> _PROBLEM REQUIREMENTS_
Could you report every line from the entries that includes the word "shoreline"?

> _RECORDS FOR PROCESSING_

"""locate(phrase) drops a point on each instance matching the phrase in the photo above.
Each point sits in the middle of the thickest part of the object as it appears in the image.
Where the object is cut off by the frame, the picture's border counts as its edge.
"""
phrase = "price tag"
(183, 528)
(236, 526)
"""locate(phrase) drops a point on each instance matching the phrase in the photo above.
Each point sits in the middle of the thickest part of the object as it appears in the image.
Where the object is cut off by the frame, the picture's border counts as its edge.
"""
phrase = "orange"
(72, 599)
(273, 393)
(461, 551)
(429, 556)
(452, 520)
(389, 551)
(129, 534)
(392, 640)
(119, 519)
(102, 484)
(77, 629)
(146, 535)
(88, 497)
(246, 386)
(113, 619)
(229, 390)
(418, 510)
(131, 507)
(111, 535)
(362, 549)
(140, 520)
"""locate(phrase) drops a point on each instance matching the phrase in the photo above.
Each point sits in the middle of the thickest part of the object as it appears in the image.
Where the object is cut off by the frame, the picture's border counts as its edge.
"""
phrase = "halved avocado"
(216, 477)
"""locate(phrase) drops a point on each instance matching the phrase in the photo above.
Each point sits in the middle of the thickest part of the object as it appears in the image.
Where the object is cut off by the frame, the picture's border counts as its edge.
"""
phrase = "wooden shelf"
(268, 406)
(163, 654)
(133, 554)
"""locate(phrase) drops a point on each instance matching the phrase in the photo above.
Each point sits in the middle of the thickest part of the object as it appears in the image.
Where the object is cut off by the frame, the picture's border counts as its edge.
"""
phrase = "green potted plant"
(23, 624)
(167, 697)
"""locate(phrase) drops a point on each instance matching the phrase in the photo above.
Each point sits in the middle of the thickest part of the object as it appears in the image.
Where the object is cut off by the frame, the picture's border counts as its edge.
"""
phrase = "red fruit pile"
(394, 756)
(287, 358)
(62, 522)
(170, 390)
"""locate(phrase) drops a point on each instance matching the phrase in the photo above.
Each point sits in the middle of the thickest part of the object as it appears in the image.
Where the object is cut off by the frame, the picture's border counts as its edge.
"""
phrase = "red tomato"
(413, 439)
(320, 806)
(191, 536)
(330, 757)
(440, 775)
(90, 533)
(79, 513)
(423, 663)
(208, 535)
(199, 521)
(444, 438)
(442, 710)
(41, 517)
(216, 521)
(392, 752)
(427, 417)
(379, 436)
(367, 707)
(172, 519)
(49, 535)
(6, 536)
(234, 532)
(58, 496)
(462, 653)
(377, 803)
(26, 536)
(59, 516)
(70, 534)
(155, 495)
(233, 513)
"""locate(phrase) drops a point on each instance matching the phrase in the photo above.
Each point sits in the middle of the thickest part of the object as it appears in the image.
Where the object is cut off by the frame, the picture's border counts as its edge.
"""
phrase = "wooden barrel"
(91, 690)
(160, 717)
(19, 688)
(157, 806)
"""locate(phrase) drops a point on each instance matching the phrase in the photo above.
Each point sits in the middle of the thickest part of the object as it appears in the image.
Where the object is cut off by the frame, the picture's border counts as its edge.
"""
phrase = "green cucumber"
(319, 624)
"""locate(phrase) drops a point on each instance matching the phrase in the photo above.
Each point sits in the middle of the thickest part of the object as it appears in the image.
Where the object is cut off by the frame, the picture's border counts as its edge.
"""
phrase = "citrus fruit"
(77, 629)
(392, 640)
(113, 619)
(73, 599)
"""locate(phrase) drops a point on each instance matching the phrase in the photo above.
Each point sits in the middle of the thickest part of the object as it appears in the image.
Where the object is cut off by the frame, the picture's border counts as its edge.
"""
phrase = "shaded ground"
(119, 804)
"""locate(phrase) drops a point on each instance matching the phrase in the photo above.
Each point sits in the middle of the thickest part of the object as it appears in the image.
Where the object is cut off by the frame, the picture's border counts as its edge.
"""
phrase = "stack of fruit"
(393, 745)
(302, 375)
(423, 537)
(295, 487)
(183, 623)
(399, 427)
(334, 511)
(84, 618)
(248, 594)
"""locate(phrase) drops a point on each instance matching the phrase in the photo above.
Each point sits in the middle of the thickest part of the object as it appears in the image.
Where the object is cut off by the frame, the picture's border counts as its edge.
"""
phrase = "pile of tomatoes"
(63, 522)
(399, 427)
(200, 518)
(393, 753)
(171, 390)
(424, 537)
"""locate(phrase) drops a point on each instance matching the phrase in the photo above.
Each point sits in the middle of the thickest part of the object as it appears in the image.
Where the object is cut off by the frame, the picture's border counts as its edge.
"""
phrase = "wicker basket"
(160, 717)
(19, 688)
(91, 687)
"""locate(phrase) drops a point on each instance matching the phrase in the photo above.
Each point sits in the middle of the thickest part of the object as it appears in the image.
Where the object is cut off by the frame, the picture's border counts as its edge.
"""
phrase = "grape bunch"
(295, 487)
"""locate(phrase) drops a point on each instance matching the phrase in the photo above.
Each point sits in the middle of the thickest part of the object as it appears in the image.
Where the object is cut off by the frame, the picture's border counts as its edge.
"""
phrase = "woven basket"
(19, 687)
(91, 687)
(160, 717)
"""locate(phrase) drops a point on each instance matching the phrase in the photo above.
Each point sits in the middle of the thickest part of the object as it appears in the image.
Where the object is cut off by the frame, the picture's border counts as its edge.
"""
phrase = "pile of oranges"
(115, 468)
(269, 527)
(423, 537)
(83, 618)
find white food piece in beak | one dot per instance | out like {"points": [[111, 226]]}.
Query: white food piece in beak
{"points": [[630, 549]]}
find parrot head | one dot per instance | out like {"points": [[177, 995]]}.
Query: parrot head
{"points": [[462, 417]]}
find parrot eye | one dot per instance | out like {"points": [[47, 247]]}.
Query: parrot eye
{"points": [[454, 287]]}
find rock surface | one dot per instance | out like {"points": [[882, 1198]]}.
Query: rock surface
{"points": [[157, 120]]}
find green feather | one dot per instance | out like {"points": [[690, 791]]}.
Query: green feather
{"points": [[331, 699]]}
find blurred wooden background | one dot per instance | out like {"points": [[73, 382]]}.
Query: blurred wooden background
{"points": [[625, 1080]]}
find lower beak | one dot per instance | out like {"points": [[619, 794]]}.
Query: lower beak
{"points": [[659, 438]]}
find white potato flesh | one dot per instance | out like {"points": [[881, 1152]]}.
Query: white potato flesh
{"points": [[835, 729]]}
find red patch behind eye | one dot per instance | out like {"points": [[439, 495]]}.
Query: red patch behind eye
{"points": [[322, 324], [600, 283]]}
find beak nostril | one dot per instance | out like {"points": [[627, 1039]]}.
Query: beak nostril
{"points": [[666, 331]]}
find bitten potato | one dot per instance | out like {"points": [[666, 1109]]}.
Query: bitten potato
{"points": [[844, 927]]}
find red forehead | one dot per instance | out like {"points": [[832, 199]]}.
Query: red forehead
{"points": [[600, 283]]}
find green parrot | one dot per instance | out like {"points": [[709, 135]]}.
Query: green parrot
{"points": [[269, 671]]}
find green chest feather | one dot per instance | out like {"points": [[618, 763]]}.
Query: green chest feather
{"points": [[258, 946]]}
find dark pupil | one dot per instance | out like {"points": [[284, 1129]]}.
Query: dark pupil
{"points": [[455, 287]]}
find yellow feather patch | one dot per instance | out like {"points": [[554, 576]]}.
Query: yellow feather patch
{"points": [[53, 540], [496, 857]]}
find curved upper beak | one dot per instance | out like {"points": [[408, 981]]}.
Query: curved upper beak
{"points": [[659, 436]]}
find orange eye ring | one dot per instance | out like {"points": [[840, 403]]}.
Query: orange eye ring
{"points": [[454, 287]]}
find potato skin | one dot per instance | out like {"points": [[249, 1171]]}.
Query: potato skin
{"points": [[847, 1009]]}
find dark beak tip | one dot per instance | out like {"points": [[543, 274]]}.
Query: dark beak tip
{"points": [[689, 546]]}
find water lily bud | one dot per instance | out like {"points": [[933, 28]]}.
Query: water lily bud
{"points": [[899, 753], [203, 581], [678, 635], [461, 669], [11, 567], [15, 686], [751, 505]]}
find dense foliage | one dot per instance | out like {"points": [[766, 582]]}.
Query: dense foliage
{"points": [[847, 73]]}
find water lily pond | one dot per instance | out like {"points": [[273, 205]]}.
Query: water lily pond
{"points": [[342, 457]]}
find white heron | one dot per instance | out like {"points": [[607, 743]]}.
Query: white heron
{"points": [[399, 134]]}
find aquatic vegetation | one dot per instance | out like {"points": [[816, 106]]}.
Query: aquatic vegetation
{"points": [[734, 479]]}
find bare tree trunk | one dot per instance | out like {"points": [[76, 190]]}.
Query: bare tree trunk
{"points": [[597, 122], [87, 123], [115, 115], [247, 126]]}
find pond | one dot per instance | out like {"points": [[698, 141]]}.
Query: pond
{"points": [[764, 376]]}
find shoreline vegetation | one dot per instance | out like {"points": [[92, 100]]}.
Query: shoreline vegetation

> _RESULT FOR THIS EXERCISE_
find shoreline vegetation | one dot per instance | out like {"points": [[92, 100]]}.
Query: shoreline vegetation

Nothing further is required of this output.